→ Given records:

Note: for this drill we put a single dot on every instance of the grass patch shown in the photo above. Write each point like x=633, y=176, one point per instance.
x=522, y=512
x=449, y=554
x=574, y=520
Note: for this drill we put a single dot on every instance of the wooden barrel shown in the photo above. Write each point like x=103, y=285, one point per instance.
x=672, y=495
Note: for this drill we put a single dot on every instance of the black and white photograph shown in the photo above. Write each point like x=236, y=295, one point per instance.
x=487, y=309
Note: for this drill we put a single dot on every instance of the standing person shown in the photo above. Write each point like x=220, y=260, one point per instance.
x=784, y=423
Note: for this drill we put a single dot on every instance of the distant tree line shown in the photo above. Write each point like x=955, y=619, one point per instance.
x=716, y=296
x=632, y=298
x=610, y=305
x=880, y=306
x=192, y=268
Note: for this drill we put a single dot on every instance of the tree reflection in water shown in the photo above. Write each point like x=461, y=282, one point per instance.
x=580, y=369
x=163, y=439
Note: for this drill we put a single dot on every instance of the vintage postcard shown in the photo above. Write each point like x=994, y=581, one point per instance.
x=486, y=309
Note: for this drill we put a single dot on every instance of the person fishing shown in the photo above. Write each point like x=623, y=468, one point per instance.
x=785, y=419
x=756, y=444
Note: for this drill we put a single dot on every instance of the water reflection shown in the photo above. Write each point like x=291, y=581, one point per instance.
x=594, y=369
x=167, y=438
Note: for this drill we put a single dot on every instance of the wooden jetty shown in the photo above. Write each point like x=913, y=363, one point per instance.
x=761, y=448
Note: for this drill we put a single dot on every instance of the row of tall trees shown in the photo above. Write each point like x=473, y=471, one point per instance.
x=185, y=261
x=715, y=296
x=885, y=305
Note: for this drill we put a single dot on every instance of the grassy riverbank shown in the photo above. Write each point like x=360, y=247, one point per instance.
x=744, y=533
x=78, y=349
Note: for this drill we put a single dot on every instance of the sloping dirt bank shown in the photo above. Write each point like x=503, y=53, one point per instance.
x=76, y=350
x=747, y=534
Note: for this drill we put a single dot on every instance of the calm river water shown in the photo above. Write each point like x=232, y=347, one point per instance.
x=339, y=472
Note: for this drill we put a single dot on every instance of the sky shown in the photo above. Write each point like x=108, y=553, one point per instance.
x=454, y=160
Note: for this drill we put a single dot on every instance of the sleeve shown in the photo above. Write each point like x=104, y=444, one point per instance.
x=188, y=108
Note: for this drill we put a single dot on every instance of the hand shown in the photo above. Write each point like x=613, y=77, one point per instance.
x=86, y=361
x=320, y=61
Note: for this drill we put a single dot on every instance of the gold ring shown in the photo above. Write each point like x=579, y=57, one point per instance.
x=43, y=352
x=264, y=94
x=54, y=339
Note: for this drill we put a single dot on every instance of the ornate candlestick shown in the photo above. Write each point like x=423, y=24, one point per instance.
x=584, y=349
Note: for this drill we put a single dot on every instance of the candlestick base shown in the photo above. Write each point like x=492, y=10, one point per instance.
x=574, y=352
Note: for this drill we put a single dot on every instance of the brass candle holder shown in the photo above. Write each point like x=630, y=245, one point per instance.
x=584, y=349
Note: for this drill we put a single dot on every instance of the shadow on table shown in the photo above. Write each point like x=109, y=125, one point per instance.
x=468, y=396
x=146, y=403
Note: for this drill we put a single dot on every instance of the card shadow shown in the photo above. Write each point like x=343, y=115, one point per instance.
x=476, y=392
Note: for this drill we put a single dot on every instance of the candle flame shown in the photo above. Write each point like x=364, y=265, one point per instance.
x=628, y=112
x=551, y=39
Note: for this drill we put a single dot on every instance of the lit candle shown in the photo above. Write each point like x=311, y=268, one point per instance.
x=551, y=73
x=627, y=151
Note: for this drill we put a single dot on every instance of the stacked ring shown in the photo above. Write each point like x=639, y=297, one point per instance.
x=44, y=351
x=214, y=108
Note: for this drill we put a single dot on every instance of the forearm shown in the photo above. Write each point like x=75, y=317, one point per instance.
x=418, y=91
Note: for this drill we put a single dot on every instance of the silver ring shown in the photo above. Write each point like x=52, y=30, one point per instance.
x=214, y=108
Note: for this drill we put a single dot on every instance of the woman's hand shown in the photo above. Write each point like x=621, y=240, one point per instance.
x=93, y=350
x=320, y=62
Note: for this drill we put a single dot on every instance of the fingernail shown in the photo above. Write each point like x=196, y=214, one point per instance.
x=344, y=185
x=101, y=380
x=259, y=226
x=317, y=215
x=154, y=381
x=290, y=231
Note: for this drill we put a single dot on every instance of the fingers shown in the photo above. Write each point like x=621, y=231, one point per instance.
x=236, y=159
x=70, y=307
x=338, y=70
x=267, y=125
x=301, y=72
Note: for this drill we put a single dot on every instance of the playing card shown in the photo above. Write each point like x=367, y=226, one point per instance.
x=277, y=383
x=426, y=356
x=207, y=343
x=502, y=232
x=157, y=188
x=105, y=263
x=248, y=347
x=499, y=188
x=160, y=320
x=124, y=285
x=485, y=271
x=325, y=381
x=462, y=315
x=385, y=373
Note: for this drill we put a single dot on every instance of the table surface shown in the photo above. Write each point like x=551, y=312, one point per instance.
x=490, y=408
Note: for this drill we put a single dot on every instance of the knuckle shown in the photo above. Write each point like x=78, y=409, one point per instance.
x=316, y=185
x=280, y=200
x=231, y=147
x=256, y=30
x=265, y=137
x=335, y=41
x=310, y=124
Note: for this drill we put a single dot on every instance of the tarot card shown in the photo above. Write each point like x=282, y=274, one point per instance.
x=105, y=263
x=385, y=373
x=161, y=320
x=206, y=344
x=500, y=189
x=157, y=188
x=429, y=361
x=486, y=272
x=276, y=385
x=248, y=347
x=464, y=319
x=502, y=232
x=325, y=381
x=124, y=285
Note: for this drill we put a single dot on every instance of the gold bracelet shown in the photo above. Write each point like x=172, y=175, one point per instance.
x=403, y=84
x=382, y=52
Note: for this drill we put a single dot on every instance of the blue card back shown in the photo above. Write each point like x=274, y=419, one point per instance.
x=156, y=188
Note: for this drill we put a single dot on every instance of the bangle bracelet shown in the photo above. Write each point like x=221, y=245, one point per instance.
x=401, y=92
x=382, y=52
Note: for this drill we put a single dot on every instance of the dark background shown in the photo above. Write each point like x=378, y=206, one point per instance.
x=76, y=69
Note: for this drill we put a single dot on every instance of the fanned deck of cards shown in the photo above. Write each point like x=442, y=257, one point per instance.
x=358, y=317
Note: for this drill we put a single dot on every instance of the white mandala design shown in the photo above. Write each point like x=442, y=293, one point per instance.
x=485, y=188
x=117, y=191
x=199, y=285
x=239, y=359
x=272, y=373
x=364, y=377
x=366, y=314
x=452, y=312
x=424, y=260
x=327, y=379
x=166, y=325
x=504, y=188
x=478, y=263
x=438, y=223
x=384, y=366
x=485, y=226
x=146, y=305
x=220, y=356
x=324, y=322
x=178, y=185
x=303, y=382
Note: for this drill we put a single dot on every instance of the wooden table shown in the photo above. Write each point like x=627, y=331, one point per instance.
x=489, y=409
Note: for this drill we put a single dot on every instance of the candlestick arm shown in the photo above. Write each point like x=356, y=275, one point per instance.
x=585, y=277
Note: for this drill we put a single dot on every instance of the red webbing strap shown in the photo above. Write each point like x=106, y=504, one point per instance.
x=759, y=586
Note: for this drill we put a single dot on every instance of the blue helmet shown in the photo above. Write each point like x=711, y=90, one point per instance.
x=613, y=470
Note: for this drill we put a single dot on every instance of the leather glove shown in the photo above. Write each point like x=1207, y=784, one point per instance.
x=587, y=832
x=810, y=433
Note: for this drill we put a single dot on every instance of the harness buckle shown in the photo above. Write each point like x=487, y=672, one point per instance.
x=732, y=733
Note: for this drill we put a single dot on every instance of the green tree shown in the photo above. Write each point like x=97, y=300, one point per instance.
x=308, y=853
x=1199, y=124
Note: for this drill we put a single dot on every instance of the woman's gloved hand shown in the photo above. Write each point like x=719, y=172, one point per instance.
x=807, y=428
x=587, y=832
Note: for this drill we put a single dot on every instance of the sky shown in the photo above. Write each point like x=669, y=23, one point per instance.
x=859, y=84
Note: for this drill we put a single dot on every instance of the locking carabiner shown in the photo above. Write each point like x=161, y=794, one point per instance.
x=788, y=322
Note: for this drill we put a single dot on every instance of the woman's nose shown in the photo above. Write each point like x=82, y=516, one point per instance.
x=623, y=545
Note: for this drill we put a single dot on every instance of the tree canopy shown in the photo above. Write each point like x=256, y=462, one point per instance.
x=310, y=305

→ Problem requirements:
Copy out the stretch of the data from the line containing "y=247, one point per instance." through the line containing "x=454, y=160", both included, word for word.

→ Reply:
Note: for this drill we put a single dot on every instance of the grassy riverbank shown in the photo above. Write each point like x=360, y=247, one point per instance.
x=744, y=533
x=78, y=349
Note: for this drill we put a single dot on every instance of the sloping dirt bank shown in the photo above. Write each point like x=503, y=53, one point per instance.
x=76, y=350
x=747, y=534
Note: for this drill we put a single dot on every instance of the calm river water shown in the photo above. Write each point like x=232, y=347, one point per instance.
x=339, y=472
Note: for this drill we put a single dot on every instance of the sky shown in the photo above. Write each point like x=108, y=553, one point per instance.
x=454, y=160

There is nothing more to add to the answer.